• Stored data
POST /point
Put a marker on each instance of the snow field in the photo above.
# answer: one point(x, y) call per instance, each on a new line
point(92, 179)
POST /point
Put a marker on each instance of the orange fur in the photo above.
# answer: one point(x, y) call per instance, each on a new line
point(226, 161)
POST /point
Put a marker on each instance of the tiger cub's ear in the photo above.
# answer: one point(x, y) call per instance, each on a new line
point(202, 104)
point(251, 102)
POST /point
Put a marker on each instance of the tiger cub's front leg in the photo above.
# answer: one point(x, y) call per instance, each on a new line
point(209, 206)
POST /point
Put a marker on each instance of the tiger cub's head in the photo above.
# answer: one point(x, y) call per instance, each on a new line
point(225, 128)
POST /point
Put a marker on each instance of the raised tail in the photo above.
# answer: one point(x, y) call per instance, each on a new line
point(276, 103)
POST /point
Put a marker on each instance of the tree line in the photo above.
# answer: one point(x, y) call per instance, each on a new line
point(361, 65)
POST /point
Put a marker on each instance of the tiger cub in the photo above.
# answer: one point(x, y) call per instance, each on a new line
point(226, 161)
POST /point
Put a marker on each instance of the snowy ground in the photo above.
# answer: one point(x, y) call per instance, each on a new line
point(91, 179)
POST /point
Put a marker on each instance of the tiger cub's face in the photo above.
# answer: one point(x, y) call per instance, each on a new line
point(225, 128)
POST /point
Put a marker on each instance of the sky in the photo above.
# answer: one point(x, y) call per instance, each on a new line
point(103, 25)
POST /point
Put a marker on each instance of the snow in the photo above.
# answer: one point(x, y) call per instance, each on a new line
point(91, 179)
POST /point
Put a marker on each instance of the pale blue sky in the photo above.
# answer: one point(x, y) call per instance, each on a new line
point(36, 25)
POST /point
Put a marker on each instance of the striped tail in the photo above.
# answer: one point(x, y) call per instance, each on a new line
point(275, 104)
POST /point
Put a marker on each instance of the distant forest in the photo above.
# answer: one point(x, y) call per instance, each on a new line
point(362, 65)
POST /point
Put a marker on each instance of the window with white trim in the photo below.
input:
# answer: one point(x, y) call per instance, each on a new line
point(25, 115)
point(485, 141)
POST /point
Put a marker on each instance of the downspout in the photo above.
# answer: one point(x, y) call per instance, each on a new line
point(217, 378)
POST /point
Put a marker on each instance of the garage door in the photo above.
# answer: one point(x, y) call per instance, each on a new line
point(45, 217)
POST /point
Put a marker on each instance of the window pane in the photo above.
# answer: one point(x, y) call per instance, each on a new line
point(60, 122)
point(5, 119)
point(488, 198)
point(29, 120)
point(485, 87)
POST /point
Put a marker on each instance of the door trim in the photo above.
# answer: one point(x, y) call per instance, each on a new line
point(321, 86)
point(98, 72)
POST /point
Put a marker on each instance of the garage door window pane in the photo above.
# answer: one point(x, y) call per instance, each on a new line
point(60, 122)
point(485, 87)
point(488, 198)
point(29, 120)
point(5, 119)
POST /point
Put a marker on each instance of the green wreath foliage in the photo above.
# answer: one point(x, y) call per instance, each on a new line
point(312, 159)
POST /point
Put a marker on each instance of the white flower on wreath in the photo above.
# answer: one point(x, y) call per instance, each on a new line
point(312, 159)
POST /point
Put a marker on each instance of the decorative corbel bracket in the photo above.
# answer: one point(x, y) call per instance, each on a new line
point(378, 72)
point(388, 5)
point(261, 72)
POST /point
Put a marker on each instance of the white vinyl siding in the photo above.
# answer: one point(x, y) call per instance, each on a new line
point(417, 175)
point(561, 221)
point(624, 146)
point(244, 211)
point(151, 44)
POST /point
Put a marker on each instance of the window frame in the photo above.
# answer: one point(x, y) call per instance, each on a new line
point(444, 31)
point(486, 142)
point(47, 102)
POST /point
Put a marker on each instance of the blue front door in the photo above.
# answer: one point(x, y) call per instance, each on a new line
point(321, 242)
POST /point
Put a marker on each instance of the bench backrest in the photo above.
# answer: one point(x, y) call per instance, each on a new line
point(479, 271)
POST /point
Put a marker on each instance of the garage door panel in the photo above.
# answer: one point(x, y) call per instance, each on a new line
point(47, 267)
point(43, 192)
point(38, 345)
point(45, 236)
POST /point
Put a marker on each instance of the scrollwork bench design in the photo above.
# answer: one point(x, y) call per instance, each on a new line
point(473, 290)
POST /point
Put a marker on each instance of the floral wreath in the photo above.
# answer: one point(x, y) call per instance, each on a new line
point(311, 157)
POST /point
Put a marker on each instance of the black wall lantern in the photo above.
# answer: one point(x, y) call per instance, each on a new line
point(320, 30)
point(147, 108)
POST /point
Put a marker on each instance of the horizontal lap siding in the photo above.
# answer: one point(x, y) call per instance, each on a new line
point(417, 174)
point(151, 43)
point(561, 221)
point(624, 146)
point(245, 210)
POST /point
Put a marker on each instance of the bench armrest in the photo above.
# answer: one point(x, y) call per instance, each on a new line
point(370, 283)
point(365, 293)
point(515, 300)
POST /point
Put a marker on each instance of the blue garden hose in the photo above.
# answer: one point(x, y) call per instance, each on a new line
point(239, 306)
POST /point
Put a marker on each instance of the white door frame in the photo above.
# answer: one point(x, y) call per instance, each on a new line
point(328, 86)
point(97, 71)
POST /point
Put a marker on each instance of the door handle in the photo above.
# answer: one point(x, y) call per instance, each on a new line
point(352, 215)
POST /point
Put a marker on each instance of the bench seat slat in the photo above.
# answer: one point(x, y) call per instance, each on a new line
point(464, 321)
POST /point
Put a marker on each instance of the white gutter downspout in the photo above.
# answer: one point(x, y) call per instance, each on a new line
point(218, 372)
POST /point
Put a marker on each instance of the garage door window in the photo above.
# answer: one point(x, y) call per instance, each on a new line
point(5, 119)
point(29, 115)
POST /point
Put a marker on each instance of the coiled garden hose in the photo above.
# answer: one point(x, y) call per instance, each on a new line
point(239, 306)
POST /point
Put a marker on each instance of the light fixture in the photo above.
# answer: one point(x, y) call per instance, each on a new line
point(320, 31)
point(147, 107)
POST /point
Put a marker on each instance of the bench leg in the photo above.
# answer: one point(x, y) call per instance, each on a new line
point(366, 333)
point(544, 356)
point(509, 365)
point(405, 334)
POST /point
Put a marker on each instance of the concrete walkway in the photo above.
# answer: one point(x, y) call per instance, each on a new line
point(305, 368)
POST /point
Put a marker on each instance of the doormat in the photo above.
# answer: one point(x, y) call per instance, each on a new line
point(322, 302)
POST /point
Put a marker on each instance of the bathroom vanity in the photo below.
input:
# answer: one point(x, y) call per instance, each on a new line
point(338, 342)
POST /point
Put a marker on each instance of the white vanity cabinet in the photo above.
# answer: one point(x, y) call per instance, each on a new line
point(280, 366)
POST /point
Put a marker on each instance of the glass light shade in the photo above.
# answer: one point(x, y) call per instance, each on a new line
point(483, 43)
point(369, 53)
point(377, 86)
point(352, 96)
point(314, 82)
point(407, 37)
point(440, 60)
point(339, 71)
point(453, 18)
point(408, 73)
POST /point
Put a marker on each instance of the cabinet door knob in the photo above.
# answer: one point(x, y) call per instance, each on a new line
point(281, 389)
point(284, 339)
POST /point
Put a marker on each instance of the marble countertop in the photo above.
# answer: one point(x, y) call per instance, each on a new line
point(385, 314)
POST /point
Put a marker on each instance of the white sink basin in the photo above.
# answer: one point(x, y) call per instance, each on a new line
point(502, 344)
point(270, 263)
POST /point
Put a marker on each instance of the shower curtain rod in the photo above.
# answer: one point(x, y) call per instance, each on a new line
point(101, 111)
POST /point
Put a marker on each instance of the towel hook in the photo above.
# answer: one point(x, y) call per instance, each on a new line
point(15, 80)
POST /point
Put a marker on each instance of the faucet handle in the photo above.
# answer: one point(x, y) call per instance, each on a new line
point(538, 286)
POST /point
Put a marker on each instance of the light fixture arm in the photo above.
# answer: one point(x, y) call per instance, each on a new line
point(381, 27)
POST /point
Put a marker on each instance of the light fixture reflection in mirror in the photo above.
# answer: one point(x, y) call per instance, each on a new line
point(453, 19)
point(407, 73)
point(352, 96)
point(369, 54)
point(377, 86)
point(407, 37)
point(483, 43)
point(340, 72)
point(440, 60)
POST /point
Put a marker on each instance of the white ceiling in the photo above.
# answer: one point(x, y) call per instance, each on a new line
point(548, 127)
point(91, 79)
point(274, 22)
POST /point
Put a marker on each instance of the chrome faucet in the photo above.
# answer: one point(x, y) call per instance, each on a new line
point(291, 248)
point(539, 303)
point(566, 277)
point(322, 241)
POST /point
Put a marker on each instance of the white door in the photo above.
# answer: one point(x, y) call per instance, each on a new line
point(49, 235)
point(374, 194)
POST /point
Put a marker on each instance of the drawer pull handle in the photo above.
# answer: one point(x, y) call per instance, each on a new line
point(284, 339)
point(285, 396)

• Task brief
State how many lines in the rows above contain the string "faucet". Respond with the number alone.

• Correct response
2